▸ Work task: From the records below, please repeat exactly the line that has "Target: car rear side window", the line that has "[1031, 375]", and every line between them, and nothing else.

Data entries:
● ● ● ● ● ● ●

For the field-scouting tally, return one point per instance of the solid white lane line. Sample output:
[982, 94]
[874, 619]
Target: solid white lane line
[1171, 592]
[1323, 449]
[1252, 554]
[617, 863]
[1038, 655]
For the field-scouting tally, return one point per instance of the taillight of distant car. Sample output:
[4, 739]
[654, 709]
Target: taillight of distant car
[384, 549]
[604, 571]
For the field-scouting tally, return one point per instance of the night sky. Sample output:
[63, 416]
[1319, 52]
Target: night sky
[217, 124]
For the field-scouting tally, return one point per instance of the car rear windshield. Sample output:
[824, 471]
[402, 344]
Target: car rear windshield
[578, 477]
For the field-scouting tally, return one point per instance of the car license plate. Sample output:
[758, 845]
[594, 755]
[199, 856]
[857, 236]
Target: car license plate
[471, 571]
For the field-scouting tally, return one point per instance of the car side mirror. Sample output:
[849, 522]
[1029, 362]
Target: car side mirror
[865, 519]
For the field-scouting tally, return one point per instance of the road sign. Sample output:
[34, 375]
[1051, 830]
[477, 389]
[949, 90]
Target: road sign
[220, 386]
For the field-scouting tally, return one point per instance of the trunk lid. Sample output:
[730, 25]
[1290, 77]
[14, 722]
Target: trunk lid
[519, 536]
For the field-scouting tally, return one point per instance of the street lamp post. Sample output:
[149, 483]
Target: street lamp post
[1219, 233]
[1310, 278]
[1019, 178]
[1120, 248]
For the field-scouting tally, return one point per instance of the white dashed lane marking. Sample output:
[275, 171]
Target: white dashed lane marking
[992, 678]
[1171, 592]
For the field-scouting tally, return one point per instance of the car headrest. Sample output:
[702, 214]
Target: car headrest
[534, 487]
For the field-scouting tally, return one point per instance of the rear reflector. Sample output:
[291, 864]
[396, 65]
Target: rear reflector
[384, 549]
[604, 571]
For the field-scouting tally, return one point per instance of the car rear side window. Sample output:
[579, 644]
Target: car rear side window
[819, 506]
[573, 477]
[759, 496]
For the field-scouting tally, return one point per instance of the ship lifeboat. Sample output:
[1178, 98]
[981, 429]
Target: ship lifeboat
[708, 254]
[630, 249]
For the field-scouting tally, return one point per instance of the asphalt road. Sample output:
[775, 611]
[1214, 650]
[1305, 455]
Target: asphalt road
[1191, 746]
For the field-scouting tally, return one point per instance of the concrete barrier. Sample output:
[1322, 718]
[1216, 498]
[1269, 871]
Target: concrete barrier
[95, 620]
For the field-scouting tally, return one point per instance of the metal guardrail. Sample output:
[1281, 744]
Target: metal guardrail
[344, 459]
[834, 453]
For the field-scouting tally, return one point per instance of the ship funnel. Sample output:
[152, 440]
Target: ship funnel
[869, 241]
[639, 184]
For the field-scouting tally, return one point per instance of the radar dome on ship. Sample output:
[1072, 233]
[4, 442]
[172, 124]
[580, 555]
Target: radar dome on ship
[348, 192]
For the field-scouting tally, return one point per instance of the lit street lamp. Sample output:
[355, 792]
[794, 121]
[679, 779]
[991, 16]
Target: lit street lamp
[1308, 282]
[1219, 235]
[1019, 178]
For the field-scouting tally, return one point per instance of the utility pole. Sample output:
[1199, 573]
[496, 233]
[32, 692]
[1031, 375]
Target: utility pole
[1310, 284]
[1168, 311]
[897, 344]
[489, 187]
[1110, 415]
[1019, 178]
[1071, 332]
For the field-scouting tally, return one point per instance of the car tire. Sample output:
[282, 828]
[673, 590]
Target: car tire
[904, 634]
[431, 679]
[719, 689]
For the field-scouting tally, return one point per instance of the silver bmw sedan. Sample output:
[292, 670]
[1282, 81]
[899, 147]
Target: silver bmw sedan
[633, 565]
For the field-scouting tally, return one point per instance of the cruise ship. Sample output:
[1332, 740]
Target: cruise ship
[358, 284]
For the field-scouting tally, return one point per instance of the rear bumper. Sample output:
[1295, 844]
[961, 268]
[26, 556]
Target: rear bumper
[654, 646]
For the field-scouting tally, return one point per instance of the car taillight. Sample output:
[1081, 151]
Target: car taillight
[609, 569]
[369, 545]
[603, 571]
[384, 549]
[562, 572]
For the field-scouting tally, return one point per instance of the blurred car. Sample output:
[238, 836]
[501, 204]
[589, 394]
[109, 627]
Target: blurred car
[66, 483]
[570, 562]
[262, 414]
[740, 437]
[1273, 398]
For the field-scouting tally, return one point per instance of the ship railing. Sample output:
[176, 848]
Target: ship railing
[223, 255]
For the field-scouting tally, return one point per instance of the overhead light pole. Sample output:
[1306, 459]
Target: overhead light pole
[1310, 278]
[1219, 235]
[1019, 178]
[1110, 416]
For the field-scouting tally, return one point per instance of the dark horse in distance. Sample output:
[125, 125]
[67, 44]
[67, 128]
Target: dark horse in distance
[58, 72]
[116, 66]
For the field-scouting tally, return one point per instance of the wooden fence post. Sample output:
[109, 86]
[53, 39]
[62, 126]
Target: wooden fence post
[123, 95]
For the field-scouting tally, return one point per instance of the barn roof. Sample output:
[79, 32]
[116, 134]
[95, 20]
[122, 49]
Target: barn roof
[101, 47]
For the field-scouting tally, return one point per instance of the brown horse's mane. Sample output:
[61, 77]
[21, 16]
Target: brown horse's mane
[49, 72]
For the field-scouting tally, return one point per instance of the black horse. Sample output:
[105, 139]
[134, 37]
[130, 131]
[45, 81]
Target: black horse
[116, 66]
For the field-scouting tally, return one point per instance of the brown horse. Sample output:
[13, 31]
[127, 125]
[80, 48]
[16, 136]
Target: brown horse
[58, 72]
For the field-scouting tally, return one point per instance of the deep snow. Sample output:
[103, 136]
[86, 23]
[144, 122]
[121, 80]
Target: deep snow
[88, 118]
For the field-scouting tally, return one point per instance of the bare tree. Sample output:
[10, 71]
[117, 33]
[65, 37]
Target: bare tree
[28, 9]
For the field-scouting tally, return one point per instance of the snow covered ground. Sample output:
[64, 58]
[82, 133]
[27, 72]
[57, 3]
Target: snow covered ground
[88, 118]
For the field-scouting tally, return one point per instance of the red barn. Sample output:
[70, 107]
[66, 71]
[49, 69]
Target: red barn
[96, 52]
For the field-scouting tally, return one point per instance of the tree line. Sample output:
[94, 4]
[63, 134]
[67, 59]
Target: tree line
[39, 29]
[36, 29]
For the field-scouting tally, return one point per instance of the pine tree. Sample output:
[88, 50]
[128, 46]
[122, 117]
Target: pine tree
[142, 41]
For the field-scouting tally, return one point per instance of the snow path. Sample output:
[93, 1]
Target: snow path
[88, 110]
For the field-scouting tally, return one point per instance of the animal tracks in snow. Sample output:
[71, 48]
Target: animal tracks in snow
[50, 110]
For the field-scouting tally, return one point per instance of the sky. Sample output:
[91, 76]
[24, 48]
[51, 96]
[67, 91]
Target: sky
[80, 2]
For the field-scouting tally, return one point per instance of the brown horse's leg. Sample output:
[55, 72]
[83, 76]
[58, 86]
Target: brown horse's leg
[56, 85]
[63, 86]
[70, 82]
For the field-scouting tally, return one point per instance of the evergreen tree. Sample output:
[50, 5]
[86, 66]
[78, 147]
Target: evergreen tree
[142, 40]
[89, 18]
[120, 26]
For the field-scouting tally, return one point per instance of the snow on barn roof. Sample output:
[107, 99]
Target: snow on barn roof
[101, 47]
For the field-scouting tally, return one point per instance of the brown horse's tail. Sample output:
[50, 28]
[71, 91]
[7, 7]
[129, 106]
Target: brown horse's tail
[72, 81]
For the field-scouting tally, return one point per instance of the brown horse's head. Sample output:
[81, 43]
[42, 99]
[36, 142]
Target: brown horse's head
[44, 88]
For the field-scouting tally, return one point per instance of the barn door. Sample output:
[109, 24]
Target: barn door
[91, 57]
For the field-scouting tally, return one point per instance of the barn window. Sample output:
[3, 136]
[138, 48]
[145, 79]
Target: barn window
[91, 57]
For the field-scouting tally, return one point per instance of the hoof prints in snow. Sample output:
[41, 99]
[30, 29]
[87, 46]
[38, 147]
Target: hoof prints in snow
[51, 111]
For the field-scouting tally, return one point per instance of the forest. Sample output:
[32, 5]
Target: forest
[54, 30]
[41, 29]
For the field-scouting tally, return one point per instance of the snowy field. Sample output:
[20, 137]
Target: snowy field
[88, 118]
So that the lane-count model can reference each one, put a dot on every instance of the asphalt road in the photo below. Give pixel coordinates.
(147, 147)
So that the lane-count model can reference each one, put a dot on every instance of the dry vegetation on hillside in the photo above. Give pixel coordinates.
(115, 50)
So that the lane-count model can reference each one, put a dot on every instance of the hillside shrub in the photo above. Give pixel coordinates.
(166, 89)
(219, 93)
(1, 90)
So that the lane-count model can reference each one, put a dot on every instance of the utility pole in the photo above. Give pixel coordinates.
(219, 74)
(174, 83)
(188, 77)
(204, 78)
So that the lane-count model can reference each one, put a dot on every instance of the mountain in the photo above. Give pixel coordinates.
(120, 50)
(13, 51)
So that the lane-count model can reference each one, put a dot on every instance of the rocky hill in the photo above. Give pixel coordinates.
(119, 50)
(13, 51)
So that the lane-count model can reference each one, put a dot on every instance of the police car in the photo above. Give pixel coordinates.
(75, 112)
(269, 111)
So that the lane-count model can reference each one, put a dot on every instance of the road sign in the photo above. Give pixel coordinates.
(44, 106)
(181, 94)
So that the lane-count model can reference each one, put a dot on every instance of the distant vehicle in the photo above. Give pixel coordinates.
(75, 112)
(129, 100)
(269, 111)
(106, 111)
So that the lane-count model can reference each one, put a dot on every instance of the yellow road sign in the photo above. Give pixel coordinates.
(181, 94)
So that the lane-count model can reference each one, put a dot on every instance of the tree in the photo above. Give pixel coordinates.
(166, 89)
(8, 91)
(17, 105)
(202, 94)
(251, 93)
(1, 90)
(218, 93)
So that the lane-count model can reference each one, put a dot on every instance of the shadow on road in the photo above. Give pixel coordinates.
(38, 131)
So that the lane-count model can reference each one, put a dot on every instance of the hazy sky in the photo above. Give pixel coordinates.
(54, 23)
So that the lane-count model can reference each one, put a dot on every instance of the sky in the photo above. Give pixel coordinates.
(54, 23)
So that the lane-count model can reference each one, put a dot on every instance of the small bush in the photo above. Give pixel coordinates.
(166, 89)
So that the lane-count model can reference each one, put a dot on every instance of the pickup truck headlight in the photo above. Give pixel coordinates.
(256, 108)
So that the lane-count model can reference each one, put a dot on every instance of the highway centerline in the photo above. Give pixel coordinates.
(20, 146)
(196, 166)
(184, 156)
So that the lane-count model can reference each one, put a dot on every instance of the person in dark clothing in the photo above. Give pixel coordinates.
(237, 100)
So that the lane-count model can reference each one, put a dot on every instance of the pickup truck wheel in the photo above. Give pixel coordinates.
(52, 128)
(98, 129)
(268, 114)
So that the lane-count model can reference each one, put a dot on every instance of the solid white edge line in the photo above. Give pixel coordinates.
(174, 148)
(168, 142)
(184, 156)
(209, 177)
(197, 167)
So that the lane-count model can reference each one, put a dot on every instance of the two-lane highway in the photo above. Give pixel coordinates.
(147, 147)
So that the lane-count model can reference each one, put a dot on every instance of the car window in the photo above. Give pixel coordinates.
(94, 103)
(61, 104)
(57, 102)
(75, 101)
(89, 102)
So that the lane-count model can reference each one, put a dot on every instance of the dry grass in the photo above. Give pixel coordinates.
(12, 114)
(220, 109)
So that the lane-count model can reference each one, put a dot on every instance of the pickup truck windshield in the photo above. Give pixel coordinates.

● ● ● ● ● ● ●

▸ Result of the task:
Target: car rear side window
[819, 506]
[573, 477]
[759, 496]
For the field-scouting tally, return one point per instance of the ship lifeboat. Sample output:
[1178, 98]
[981, 429]
Target: ship lifeboat
[708, 254]
[630, 249]
For the field-scouting tally, return one point per instance of the asphalt road. Sample output:
[775, 611]
[1214, 650]
[1305, 455]
Target: asphalt road
[1191, 746]
For the field-scouting tally, return one point per instance of the concrete barrier. Sample output:
[1322, 718]
[1216, 498]
[1269, 871]
Target: concrete barrier
[95, 620]
For the field-scouting tally, return one point per instance of the metal guardrail. Sample output:
[1281, 744]
Target: metal guardrail
[344, 459]
[834, 453]
For the field-scouting tally, return one point per instance of the ship funnel. Sample output:
[152, 440]
Target: ship funnel
[869, 241]
[639, 184]
For the field-scouting tally, return one point per instance of the radar dome on ship. Sample output:
[1072, 233]
[4, 442]
[172, 124]
[580, 555]
Target: radar dome on ship
[348, 192]
For the field-scouting tally, return one point per instance of the lit street lamp. Sample output:
[355, 792]
[794, 121]
[679, 779]
[991, 16]
Target: lit street lamp
[1308, 282]
[1219, 235]
[1019, 178]
For the field-scouting tally, return one point per instance of the utility pole. Sample output:
[1199, 573]
[496, 233]
[32, 692]
[1031, 375]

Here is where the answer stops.